From the Editor

Authors

  • James Hamby

Abstract

It is difficult to say when, precisely, any literary genre truly begins. There are always antecedents and precursors, and intense scrutiny often reveals anything in art to be older than it seems. However, for science fiction, fantasy, and fairy tale, the nineteenth century serves as a useful time period in which to place the beginnings of these genres, at least in their modern iterations.

Several arguments have been made, for instance, that Mary Shelley’s Frankenstein (1818) is not actually the first sf novel, that Margaret Cavendish’s The Blazing World (1666) or Johannes Kepler’s Somnium (1634) or any number of works can lay claim to being pre-Frankenstein works of sf, but Shelley’s novel in many ways established the genre as we know it today. Unlike many of its rivals that may be considered the first sf novel, Frankenstein is solely based on science and does not mix the real and the fantastic the way other works had. It was the first novel to look at humanity’s advancing scientific knowledge and ask “what if?” in a way that truly questioned our relationship with science. Instead, it asked questions about humanity and what we might do given the new scientific powers we were accumulating. While Frankenstein and other sf novels came from Europe, sf was not entirely a European creation. Much recent scholarship has demonstrated how other regions of the world, such as India and the Middle East, were early contributors to the genre.

Fantasy, of course, did not begin in the nineteenth century. Its origins can be traced back to epic poems and stories of gods and supernatural creatures at the very beginnings of written stories, and no doubt goes back even further in oral traditions. However, like science fiction, many of the aspects of fantasy literature that we now take for granted have their beginnings in the nineteenth century, and many of the writers, such as George MacDonald or Margaret Oliphaunt, gave rise to subgenres such as high fantasy or the ghost story that we so easily recognize today. In America, fantasy played a large role in giving rise to a new national literary tradition. Washington Irving’s The Sketch Book (1819-20) provided a brand of American Romanticism with works such as “Rip Van Winkle” and “The Legend of Sleepy Hollow.” Edgar Allan Poe pioneered the short story, detective fiction, and horror with his fantastic tales and poetry, creating distinctive types of fantasy that would continue to be developed well into the twentieth century.

########################################

* Given problem
List every work that the abstract gives with a year in parentheses, along with that year. The records that follow the abstract come from a separate source.

########################################

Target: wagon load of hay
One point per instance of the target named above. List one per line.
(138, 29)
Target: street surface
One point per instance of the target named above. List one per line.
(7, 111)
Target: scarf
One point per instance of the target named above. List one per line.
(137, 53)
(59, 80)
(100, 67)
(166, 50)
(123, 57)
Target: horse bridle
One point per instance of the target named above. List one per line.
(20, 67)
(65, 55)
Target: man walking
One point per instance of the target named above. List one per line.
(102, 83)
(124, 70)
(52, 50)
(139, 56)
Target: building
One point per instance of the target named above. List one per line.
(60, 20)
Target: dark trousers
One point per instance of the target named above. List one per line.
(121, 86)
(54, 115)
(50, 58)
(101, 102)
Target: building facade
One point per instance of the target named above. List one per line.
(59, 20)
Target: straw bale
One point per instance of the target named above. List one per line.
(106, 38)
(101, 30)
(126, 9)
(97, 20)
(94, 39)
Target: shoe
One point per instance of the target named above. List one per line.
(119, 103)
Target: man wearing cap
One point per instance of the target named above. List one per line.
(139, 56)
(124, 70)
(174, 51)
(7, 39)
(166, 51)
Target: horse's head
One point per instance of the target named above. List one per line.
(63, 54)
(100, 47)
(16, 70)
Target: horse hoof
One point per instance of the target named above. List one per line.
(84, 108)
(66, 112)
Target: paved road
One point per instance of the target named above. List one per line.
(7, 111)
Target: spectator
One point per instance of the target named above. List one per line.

########################################

* Solved problem
- Frankenstein (1818)
- The Blazing World (1666)
- Somnium (1634)
- The Sketch Book (1819-20)